Part of a data file

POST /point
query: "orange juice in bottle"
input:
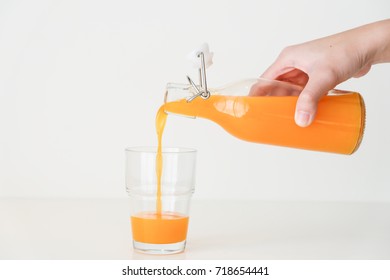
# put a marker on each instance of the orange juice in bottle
(337, 128)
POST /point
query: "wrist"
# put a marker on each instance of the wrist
(381, 38)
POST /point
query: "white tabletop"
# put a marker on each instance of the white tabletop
(100, 229)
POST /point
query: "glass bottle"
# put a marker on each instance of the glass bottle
(269, 118)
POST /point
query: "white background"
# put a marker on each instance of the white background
(81, 80)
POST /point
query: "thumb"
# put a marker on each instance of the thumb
(306, 107)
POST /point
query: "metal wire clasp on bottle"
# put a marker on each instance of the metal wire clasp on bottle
(200, 90)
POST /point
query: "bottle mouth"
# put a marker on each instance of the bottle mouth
(175, 92)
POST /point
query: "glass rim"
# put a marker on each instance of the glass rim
(165, 150)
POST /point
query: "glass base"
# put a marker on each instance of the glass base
(159, 249)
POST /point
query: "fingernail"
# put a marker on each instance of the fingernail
(302, 118)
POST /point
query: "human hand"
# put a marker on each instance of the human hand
(320, 65)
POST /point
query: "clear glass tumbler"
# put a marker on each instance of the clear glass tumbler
(160, 214)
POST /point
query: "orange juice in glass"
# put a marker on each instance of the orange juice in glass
(160, 197)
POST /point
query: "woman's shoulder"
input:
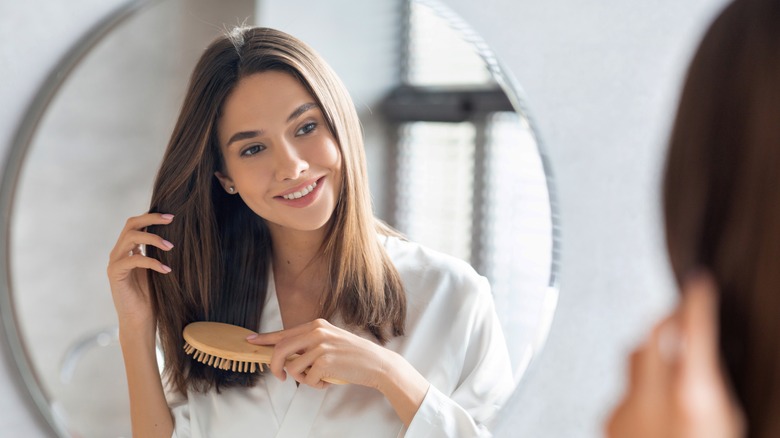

# What you need to do
Report each line of the records above that contains the word "glass". Case counts.

# Complete response
query: "glass bottle"
# put a marker on each instance of the glass bottle
query: "glass rim"
# put a marker on each instance of the glass rim
query: "glass base"
# put a marker on each instance of the glass base
query: "clear glass tumbler"
# put a marker on each instance of the clear glass tumbler
query: "orange juice in glass"
# put a marker on each instance of the orange juice in glass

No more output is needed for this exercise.